Write out the data below as a JSON list of strings with one string per line, leaving out any blank lines.
BEGIN
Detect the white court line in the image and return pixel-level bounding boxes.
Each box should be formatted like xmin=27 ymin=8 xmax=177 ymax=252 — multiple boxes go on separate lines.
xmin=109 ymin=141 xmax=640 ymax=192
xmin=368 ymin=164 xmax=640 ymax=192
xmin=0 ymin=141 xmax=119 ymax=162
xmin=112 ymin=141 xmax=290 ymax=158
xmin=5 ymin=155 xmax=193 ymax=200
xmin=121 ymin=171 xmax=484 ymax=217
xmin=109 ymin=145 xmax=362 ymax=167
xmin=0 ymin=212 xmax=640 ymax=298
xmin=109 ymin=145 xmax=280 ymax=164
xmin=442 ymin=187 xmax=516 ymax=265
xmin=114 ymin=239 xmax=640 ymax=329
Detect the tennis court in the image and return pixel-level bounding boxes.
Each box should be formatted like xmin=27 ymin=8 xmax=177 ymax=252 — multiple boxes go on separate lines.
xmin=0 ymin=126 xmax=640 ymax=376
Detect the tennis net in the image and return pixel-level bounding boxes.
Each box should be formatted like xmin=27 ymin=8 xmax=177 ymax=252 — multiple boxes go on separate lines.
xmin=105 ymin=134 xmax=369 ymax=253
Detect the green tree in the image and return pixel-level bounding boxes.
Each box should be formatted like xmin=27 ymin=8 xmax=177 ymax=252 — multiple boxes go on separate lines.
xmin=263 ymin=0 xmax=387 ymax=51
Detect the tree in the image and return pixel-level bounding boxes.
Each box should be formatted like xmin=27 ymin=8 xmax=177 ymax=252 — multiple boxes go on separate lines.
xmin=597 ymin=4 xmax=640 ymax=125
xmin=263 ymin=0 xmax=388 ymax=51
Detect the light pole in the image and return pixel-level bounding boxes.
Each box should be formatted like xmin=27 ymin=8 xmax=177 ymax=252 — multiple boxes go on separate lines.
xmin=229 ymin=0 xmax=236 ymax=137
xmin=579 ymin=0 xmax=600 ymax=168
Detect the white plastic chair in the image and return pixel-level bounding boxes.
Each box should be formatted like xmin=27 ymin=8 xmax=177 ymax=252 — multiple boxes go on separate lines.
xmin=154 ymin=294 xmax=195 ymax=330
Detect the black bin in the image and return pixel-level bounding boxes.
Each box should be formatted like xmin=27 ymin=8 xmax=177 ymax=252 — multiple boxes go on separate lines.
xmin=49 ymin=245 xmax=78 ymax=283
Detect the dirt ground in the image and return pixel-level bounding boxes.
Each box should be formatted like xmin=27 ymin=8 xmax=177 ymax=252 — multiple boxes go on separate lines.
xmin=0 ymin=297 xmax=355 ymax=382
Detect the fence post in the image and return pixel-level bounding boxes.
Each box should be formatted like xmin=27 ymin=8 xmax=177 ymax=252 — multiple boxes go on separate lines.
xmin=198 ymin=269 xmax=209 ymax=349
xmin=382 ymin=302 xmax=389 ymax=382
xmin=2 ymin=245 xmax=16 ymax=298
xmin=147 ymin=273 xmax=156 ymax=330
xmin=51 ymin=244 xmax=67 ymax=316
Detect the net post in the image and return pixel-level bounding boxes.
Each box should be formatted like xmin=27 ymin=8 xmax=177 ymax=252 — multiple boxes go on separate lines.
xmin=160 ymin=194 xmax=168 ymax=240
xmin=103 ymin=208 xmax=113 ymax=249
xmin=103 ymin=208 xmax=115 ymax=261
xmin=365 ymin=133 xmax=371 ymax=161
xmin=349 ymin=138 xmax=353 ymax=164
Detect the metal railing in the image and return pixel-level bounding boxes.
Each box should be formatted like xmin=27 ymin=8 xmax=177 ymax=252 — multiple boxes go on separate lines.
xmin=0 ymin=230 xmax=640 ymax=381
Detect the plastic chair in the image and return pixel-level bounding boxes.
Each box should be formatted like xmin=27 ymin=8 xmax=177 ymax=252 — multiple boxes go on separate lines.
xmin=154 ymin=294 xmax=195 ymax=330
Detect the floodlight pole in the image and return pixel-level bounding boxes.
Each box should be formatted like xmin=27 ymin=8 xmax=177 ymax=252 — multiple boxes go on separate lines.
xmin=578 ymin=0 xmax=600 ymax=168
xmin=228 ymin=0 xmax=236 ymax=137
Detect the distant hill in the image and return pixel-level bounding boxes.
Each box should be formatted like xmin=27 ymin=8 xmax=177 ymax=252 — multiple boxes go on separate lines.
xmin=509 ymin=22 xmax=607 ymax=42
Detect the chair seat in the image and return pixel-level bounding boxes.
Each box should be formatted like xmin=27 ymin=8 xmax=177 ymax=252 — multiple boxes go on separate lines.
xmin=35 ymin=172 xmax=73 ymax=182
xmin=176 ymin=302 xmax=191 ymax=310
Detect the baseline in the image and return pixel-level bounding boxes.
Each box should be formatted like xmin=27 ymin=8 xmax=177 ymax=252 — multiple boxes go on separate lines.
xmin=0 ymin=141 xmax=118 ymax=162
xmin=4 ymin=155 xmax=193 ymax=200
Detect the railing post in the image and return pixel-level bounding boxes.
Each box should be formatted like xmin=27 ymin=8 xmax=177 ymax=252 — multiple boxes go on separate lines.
END
Output below:
[
  "Detect the white court line in the image and return pixel-level bounding boxes.",
  "Each box should be formatted like xmin=27 ymin=8 xmax=177 ymax=252 — multiple boxes go on separate lines.",
  "xmin=109 ymin=141 xmax=640 ymax=192",
  "xmin=368 ymin=164 xmax=640 ymax=192",
  "xmin=0 ymin=141 xmax=119 ymax=162",
  "xmin=112 ymin=141 xmax=290 ymax=158",
  "xmin=5 ymin=155 xmax=193 ymax=200",
  "xmin=121 ymin=171 xmax=484 ymax=217",
  "xmin=109 ymin=145 xmax=362 ymax=167",
  "xmin=0 ymin=212 xmax=640 ymax=298",
  "xmin=109 ymin=145 xmax=280 ymax=164",
  "xmin=442 ymin=187 xmax=516 ymax=265",
  "xmin=114 ymin=239 xmax=640 ymax=329",
  "Detect the tennis court in the image and return pixel-level bounding boxes.",
  "Each box should be formatted like xmin=27 ymin=8 xmax=177 ymax=252 — multiple boxes go on separate lines.",
  "xmin=0 ymin=126 xmax=640 ymax=376",
  "Detect the tennis net in the image and return pixel-level bounding boxes.",
  "Each box should be formatted like xmin=27 ymin=8 xmax=177 ymax=252 — multiple boxes go on separate lines.",
  "xmin=105 ymin=134 xmax=369 ymax=253",
  "Detect the green tree in the image and return pixel-level bounding boxes.",
  "Each box should be formatted like xmin=27 ymin=8 xmax=177 ymax=252 — multiple boxes go on separate lines.",
  "xmin=263 ymin=0 xmax=387 ymax=51",
  "Detect the tree in the image and return pixel-level bounding boxes.",
  "Each box should be formatted like xmin=27 ymin=8 xmax=177 ymax=252 — multiple boxes go on separate lines.",
  "xmin=597 ymin=4 xmax=640 ymax=125",
  "xmin=263 ymin=0 xmax=388 ymax=51",
  "Detect the light pole in the image and return pixel-level bounding boxes.",
  "Each box should be formatted like xmin=27 ymin=8 xmax=177 ymax=252 — multiple boxes go on separate lines.",
  "xmin=229 ymin=0 xmax=236 ymax=137",
  "xmin=579 ymin=0 xmax=600 ymax=168",
  "Detect the white plastic chair in the image and return pixel-level bounding boxes.",
  "Each box should be formatted like xmin=27 ymin=8 xmax=177 ymax=252 — multiple boxes go on separate lines.",
  "xmin=154 ymin=294 xmax=195 ymax=330",
  "Detect the black bin in the image and return pixel-level bounding boxes.",
  "Each box should be formatted like xmin=27 ymin=8 xmax=177 ymax=252 — multiple boxes go on separate lines.",
  "xmin=49 ymin=245 xmax=78 ymax=283",
  "Detect the dirt ground in the image and return pixel-level bounding boxes.",
  "Each box should be formatted like xmin=27 ymin=8 xmax=177 ymax=252 — multiple boxes go on separate lines.",
  "xmin=0 ymin=297 xmax=355 ymax=382",
  "Detect the fence post in the image and return pixel-level bounding boxes.",
  "Each box should be formatted like xmin=27 ymin=8 xmax=177 ymax=252 — multiple boxes go on separate lines.",
  "xmin=198 ymin=269 xmax=209 ymax=349",
  "xmin=382 ymin=302 xmax=389 ymax=382",
  "xmin=2 ymin=245 xmax=16 ymax=298",
  "xmin=147 ymin=273 xmax=156 ymax=330",
  "xmin=51 ymin=244 xmax=67 ymax=316",
  "Detect the net post in the image and return pixel-level bounding boxes.",
  "Each box should be formatted like xmin=27 ymin=8 xmax=177 ymax=252 — multiple boxes go on separate lines.",
  "xmin=160 ymin=194 xmax=168 ymax=240",
  "xmin=103 ymin=208 xmax=113 ymax=249",
  "xmin=103 ymin=208 xmax=115 ymax=261",
  "xmin=365 ymin=133 xmax=371 ymax=161",
  "xmin=349 ymin=138 xmax=353 ymax=164",
  "Detect the metal railing in the image and return pixel-level bounding boxes.",
  "Each box should be formatted like xmin=27 ymin=8 xmax=177 ymax=252 — multiple boxes go on separate lines.",
  "xmin=0 ymin=230 xmax=640 ymax=381",
  "Detect the plastic chair in the image and return pixel-level bounding boxes.",
  "Each box should be formatted like xmin=27 ymin=8 xmax=177 ymax=252 — multiple boxes go on separate lines.",
  "xmin=154 ymin=294 xmax=195 ymax=330",
  "Detect the floodlight pole in the image and return pixel-level bounding boxes.",
  "Each box should be formatted like xmin=27 ymin=8 xmax=177 ymax=252 — multiple boxes go on separate lines.",
  "xmin=578 ymin=0 xmax=600 ymax=168",
  "xmin=228 ymin=0 xmax=236 ymax=137",
  "Detect the distant hill in the image and return pixel-level bounding boxes.",
  "Each box should be formatted like xmin=27 ymin=8 xmax=177 ymax=252 — multiple boxes go on separate lines.",
  "xmin=509 ymin=22 xmax=607 ymax=42",
  "Detect the chair seat in the image and return pixel-level bounding boxes.",
  "Each box should be formatted like xmin=27 ymin=8 xmax=177 ymax=252 — multiple boxes go on separate lines.",
  "xmin=35 ymin=172 xmax=73 ymax=182",
  "xmin=176 ymin=302 xmax=191 ymax=310",
  "Detect the baseline in the image and return pixel-level bounding boxes.",
  "Each box should be formatted like xmin=27 ymin=8 xmax=177 ymax=252 — multiple boxes go on separate lines.",
  "xmin=0 ymin=141 xmax=118 ymax=162",
  "xmin=4 ymin=155 xmax=193 ymax=200",
  "Detect the railing post in the image and return pixel-level bounding boxes.",
  "Each box should be formatted like xmin=27 ymin=8 xmax=177 ymax=252 — multiple boxes go on separate lines."
]